• _Selected text_

Wislawa Szymborska Award

The competition is organized by the Wisława Szymborska Foundation.

The Wisława Szymborska Award is of international nature, it will be given annually for a poetry book published in the Polish language in the preceding year. Poetry books originally published in the Polish language or translated into Polish can be submitted to the competition.

Publishing houses, persons representing cultural institutions, literary media, members of the Competition Jury and other persons can submit their candidates.

Competition stages

Submissions should be sent to the address of the Foundation by January 15.

At the first stage, the Jury selects 5 nominees to be announced in April.

At the second stage, the Competition Jury selects the winning books from among the 5 nominees. 

The awards ceremony will be organized in June, always in Krakow.

On 11 June 2016 during the Milosz Festival in Krakow the Wisława Szymborska Foundation presented the Wisława Szymborska Award for poetry for the fourth time.

The award was created by the Wisława Szymborska Foundation in performance of the Nobel Prize-winning poet’s last will and testament. The purpose of the Wisława Szymborska Award is to promote poetry, both Polish and foreign, to support translators in their work, and to invigorate the publishing market with respect to the propagation of foreign poetry through more publications. It also aims to draw attention to the most interesting and valuable books of poetry and their excellent translations (in the case of works by foreign poets).

In 2016, the award has been given in two categories: for a book of poems published originally in Polish and a volume of poetry translated into Polish in the year preceding the award. The cash prize attached to the Wisława Szymborska Award is zł200,000 (c. €45,000, $50,000), and is shared by the Polish poet, the foreign poet, and his or her translator(s). It is one of the most valued poetry awards in Poland.

The decision to bestow the award is made by an international committee comprising literary studies scholars, critics and translators of Polish literature into other languages. This year they are: Professor Marian Stala (literary scholar and critic) of Poland, Dr Joanna Orska (literary scholar and critic) of Poland, Abel Murcia Soriano (translator, poet) of Spain, William Martin (translator) of the USA, Bernhard Hartmann (translator) of Germany, Andrei Khadanovich (translator, poet, critic) of Belarus, and Dorota Walczak-Delanois (literary scholar and critic) of Belgium.

This year the committee has decided to present the award to the Polish poet Jakub Kornhauser for his book Drożdżownia and the Slovenian poet Uroš Zupan for the selection of his poems Niespieszna żegluga in Polish translation by Katarina Šalamun-Biedrzycka and Miłosz Biedrzycki.

Jakub Kornhauser received zł100,000 (c. €22,000, $25,000$), and Uroš Zupan zł50,000 (c. €10,000,  $12,000); another zł50,000 (c. €10,000,  $12,000) was shared by the translators of the latter’s award-winning book.

Jakub Kornhauser (b. 1984) is a literary scholar and poet, researcher at the Jagiellonian University, and editor of the magazine Literatura na Świecie. He has previously authored two books of poems, Niebezpieczny paragraf (2007) and Niejasne istnienia (2009), in addition to scholarly publications on surrealism and European avantgarde. His writings have been translated into several languages. He lives in Krakow.

• _Recorded information_

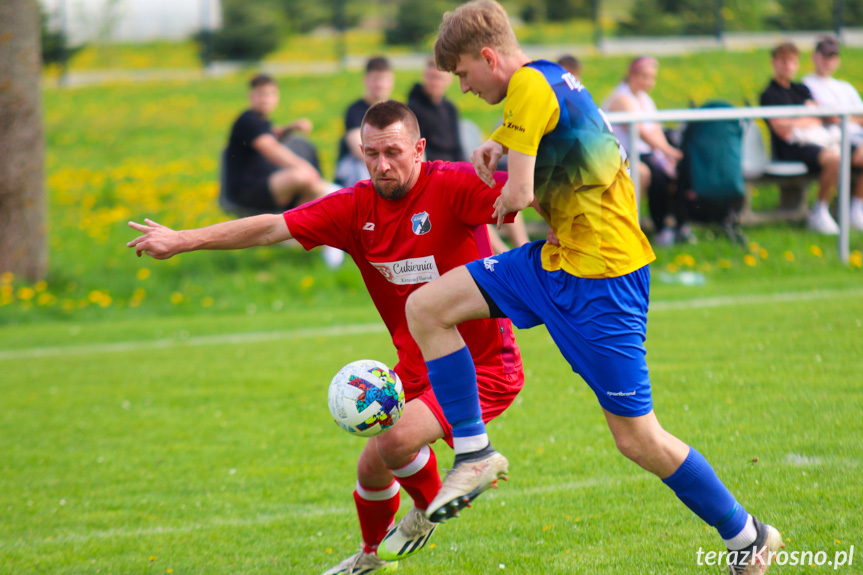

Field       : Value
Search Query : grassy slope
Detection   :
[6,50,863,324]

• _Request 1_
According to the text on the Wisława Szymborska Award, in which city is the awards ceremony always held?
• _Request 2_
Resume the text on the Wisława Szymborska Award right after its last sentence, "He lives in Krakow."

• _Result 1_
Krakow.

• _Result 2_
Comments on Jakub Kornhauser’s book of poems:

“The world depicted is, on the one hand, solid and tangible, because it invokes durable and measurable structures: a house, a cathedral, a ship, or a beach hut; and on the other it seduces the reader into a dream, a reality that is somewhat unreal, immersed in the glow of a fireside and Sabbath candles”.
Dorota Walczak-Delanois, Wisława Szymborska Award Committee

“Fragments of prewar family stories become intermingled with fictitious narratives behind well-known paintings; the borderlines between the invented and the real, between recollections and daydreams, are blurred; poetic imagination finishes what memory can no longer manage.”
Andrei Khadanovich, Wisława Szymborska Award Committee

Uroš Zupan  (b. 1963) is a Slovenian poet, essay writer and translator. He studied comparative literature and cultural sociology at the University of Ljubljana. He is inspired by American beatnik poetry. Two books of his poems have been published in Polish: Przygotowania do nadejścia kwietnia, translated by Katarina Šalamun-Biedrzycka, and Niespieszna żegluga translated by Katarina Šalamun-Biedrzycka and Miłosz Biedrzycki; the latter volume is the winner of the 2016 Wisława Szymborska Award. He has translated poetry by Yehuda Amichai, Billy Collins, Pavle Goranović, and John Ashbery. His poems have been rendered into Polish, German, Czech, English, Serbian and Croatian.

Katarina Šalamun-Biedrzycka (b. 1942) is a scholar in Slovene studies and author of literary history books. She translates Slovene literature into Polish and Polish literature into Slovene. Her Slovene translations include works by such Polish authors as Witold Gombrowicz, Bruno Schulz, Czesław Miłosz, Stanisław Wyspiański, and Jan Kochanowski, among others. She is a member of the Polish Writers’ Association and the Slovenian PEN Club. She received the 2016 Wisława Szymborska Award for her translation of Uroš Zupan’s poetry.

Miłosz Biedrzycki (b. 1967) is a poet and translator, author of 12 books of poems. He has translated poetry by Tomaž Šalamun and Meta Kušar (from Slovene), Ruth Padel and Jorie Graham (from English). Nominated for the Gdynia Literary Prize for Sofostrofa i inne wiersze and for the Silesius Poetry Award for Porumb, Biedrzycki received the 2016 Wisława Szymborska Award for his translation of Uroš Zupan’s poetry.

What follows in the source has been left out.